== Required work ==
Return every line of the data below that contains the string "tarpaulin".

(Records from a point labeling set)

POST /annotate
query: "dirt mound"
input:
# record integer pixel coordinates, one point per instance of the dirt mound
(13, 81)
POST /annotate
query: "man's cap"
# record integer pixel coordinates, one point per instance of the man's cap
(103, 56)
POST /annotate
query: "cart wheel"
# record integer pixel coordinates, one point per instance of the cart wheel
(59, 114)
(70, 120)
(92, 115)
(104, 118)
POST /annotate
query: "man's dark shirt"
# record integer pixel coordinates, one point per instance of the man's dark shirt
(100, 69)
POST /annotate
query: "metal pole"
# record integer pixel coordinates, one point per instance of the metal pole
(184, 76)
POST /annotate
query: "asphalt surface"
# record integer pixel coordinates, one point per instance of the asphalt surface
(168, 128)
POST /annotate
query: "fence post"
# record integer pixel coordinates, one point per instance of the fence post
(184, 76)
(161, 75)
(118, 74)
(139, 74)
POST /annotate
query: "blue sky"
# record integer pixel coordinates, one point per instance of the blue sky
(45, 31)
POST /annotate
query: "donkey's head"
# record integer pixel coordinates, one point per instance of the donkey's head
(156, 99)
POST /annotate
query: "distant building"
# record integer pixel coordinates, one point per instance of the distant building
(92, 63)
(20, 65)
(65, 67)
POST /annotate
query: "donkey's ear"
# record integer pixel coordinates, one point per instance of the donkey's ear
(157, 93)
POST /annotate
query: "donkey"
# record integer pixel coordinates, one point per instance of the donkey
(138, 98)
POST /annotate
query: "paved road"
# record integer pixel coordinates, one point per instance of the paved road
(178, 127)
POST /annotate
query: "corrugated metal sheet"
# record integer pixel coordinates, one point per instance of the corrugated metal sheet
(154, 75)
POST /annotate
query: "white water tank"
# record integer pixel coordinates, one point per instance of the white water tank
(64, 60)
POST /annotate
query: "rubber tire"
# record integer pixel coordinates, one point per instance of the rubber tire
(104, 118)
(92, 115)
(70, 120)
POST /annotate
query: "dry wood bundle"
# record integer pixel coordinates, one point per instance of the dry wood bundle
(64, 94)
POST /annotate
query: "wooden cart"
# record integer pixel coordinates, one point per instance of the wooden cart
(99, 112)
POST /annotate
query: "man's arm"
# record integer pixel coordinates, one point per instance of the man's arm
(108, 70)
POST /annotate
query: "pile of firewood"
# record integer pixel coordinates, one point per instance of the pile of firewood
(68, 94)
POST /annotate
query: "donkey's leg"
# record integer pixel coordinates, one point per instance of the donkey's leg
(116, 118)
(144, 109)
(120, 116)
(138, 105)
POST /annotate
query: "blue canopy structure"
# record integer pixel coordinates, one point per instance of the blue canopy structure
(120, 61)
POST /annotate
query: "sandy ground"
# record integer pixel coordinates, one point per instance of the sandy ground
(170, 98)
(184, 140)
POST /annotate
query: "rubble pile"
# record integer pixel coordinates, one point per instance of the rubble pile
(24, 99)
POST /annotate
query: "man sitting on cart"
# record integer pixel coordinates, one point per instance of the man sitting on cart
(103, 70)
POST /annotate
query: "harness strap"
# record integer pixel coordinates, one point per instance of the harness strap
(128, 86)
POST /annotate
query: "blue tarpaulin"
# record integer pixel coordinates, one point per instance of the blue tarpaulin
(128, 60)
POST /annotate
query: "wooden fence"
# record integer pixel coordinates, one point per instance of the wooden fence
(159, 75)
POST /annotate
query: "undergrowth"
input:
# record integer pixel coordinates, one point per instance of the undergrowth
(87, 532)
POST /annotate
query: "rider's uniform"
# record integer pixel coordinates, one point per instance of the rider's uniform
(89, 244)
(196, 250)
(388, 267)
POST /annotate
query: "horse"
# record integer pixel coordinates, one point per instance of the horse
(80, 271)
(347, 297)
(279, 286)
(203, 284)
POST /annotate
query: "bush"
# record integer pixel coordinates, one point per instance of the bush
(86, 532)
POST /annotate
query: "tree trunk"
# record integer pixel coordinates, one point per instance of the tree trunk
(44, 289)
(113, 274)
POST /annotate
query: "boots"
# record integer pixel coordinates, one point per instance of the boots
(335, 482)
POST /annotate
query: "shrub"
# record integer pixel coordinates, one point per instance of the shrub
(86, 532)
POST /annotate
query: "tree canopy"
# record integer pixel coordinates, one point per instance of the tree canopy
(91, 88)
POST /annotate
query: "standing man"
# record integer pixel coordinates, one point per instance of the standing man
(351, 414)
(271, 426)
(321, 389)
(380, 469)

== Result below ==
query: "blue tarpaulin"
# record integer pixel coordinates, one point per instance of the blue tarpaulin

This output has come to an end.